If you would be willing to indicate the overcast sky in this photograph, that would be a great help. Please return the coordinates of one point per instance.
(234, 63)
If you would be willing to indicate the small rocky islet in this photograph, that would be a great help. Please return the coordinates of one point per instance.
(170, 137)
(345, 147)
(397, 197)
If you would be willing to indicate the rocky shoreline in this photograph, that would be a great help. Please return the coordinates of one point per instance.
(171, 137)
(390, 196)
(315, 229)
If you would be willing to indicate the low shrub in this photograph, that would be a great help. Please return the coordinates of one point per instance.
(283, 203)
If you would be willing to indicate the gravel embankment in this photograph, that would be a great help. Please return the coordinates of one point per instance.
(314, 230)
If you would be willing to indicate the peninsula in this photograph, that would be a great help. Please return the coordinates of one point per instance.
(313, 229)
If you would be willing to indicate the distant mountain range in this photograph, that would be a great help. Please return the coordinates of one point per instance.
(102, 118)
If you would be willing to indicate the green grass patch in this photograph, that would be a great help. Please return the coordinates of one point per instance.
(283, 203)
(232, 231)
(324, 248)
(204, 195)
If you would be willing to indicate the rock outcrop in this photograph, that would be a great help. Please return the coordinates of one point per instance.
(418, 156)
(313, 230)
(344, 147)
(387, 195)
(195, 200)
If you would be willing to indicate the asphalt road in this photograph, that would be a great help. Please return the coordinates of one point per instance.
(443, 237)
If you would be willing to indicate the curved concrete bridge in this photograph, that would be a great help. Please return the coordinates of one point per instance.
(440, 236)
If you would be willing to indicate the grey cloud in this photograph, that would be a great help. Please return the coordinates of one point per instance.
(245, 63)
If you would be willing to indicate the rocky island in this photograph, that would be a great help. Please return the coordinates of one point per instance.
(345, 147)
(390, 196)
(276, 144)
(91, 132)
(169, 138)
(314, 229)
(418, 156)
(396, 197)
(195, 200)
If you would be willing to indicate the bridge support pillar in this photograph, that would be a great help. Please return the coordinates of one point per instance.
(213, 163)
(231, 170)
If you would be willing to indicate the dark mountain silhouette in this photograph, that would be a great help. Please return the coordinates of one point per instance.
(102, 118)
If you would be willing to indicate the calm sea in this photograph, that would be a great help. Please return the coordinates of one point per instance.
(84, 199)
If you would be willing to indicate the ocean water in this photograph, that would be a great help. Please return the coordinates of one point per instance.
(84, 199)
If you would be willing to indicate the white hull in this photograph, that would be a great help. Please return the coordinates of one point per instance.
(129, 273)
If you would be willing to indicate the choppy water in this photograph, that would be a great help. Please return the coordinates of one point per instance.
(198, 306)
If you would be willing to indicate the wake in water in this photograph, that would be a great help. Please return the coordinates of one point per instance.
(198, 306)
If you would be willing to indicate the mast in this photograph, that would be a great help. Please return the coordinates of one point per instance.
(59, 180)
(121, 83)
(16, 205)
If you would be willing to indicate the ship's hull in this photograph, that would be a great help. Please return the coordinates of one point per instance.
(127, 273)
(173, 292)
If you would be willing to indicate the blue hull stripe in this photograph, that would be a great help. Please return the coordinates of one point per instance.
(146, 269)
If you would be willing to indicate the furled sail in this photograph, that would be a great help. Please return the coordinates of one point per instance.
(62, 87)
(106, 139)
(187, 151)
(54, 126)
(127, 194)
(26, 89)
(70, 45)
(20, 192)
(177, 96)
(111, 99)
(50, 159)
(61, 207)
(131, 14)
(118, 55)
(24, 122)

═══

* _PROBLEM DESCRIPTION_
For each entry above, write out an exact copy.

* _SOLUTION TO THE EXERCISE_
If you would be willing to indicate the overcast sky in this photograph, that would be a great help. Please return the coordinates of one point per instance.
(234, 63)
If you would be willing to indicate the small rocky islet in this photograph, that would be a great help. Please return the coordinates of one point per instance.
(170, 137)
(345, 147)
(397, 197)
If you would be willing to indicate the rocky shoreline in this photograph, that would be a great help. Please return the coordinates of one point per instance.
(171, 137)
(390, 196)
(315, 229)
If you would be willing to indicate the low shrub in this photograph, that would be a great help. Please return the coordinates of one point per instance.
(283, 203)
If you would be willing to indicate the gravel embankment in this photograph, that would be a great help. Please return the coordinates of one point per instance.
(314, 230)
If you would be willing to indicate the peninsula in this photograph, that would be a great help. Please return the coordinates of one point per instance.
(313, 229)
If you would be willing to indicate the distant mountain range in this photograph, that would be a great help. Please return the coordinates of one point per instance.
(102, 118)
If you would be willing to indicate the green grass patch in this photograph, that would be a great help. Please return the coordinates of one point per instance.
(283, 203)
(232, 231)
(324, 248)
(204, 195)
If you would be willing to indicate the rock outcrop in this photograph, that would be a great help. Please return the coordinates of one point per instance.
(418, 156)
(313, 230)
(344, 147)
(387, 195)
(195, 200)
If you would be willing to indicate the asphalt road in this photograph, that would be a great help. Please return the coordinates of one point per instance.
(443, 237)
If you would be willing to indicate the curved concrete bridge in this photograph, that would be a great help. Please return the coordinates of one point per instance.
(440, 236)
If you would be willing to indicate the grey cloud in this photograph, that would be a great help. Please return the coordinates of one point per instance.
(245, 63)
If you would be willing to indicate the rocky island in this photograph, that would be a great help. Please return the coordinates of one point per instance.
(345, 147)
(390, 196)
(276, 144)
(91, 132)
(169, 138)
(314, 229)
(418, 156)
(396, 197)
(195, 200)
If you would be willing to indicate the bridge support pillar in this photograph, that would be a great help. Please return the coordinates of one point per instance.
(213, 163)
(231, 170)
If you would be willing to indicate the dark mountain silhouette in this photograph, that would be a great help. Please return the coordinates of one point per instance.
(102, 118)
If you would be willing to indicate the calm sea in this photograph, that would be a great help. Please return the coordinates of one point per instance.
(84, 199)
If you would be willing to indicate the ocean water in this photograph, that would be a great help. Please return the coordinates of one point per instance.
(84, 199)
If you would be willing to indicate the white hull in this photograph, that would be a great help. Please return the coordinates of one point per instance.
(129, 273)
If you would be willing to indicate the choppy water in this photograph, that would be a great help. Please return the coordinates of one point per instance.
(198, 306)
If you would be willing to indicate the wake in water in this photograph, that would be a great help. Please return the coordinates of one point per instance.
(198, 306)
If you would be willing to indicate the mast in this photograph, that would be a great help. Please return the coordinates of one point per instance.
(59, 180)
(121, 83)
(16, 205)
If you would be willing to indicate the ship's hull in this photograph, that would be a great help. Please return the coordinates of one point per instance.
(127, 273)
(173, 292)
If you would be willing to indicate the blue hull stripe in this photograph, that would be a great help. Please return the coordinates of one point per instance.
(146, 269)
If you would be willing to indicate the furled sail in this photograph, that would be a great help. Please return the coordinates of one point per instance.
(62, 87)
(106, 139)
(187, 151)
(54, 126)
(127, 194)
(26, 89)
(70, 45)
(20, 192)
(177, 96)
(111, 99)
(50, 159)
(61, 207)
(131, 14)
(118, 55)
(24, 122)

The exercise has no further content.